Problem requirements =>
Copy the material from the line holding "[indicate] the street" through the end, inclusive, switching each "brown leather bag" to "brown leather satchel" and changing nothing else.
....
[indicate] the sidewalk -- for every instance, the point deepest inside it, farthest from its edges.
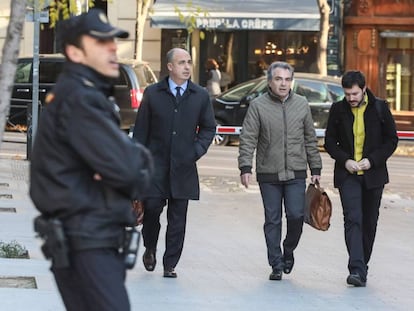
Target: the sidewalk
(224, 265)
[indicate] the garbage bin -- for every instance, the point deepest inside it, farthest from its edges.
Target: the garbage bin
(30, 123)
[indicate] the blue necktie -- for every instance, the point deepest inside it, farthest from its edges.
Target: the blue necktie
(178, 94)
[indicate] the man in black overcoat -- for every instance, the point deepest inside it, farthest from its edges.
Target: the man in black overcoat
(360, 136)
(176, 123)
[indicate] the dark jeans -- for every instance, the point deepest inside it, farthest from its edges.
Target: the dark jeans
(361, 210)
(292, 193)
(176, 224)
(95, 281)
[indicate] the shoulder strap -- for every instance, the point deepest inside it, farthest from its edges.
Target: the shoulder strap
(379, 106)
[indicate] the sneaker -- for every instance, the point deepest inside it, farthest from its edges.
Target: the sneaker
(288, 262)
(276, 275)
(355, 279)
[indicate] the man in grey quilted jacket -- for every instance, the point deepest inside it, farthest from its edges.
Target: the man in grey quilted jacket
(279, 127)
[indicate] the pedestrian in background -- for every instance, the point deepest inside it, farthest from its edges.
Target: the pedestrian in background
(214, 77)
(85, 170)
(176, 122)
(279, 127)
(360, 137)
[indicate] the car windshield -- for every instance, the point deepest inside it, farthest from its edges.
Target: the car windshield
(314, 91)
(237, 93)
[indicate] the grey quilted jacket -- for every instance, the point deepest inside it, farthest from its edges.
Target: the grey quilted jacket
(283, 136)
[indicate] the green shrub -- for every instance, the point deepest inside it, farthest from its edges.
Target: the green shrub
(13, 250)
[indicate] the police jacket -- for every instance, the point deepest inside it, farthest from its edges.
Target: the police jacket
(78, 137)
(177, 134)
(380, 139)
(283, 135)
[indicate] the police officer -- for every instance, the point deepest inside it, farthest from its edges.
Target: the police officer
(85, 171)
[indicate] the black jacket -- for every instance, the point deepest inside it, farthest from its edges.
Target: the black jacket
(380, 139)
(78, 135)
(177, 134)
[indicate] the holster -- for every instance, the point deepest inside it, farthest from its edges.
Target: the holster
(131, 245)
(55, 246)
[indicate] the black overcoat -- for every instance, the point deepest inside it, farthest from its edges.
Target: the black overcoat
(177, 134)
(380, 140)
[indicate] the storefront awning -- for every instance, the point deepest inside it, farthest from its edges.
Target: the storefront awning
(300, 15)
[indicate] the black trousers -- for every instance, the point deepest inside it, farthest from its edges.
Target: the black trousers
(361, 211)
(176, 224)
(95, 281)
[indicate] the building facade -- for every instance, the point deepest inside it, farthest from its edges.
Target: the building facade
(379, 40)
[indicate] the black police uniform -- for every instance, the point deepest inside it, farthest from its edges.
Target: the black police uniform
(78, 137)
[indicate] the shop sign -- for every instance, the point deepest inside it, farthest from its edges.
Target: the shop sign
(236, 23)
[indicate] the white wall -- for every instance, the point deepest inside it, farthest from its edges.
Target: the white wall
(120, 13)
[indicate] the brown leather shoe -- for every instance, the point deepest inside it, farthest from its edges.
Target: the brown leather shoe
(170, 273)
(149, 259)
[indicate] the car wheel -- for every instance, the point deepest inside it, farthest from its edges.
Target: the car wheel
(221, 139)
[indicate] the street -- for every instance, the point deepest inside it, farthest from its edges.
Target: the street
(218, 170)
(224, 265)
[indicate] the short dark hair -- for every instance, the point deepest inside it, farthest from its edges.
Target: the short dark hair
(275, 65)
(353, 77)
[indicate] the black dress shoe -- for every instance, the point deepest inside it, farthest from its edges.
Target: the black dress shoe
(288, 262)
(356, 280)
(276, 275)
(149, 259)
(170, 273)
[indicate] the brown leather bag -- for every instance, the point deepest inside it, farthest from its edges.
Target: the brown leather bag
(318, 207)
(138, 209)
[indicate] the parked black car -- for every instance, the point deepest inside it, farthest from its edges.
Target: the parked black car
(129, 87)
(230, 107)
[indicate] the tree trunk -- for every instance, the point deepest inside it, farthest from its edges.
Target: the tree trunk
(9, 58)
(321, 61)
(141, 17)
....
Written response =>
[indicate] the street -- for every instance, the point deepest inside it, farthest from its edges.
Target: the street
(218, 170)
(224, 265)
[indicate] the short dark hair -- for every instance, the point deepest inside it, farthest from its edges.
Target: the short dark hair
(275, 65)
(353, 77)
[indicate] the black dress shoe -- for every instance, the point deepest inside it, farthest from its edges.
Target: the black dress shoe
(288, 262)
(356, 280)
(276, 275)
(149, 259)
(170, 273)
[indicate] the brown leather satchel -- for every instance, the point deepest inside it, farthest from its edges.
Target: the brown leather satchel
(318, 207)
(138, 209)
[indicate] the parked black car -- for every instance, the point deepest inside it, farthest from its edges.
Target: the parked black car
(129, 87)
(230, 107)
[indicate] the tree trunk -- for every instance, the point deepest inside it, farthest from its edges.
Target: the tree trunk
(9, 58)
(321, 61)
(141, 17)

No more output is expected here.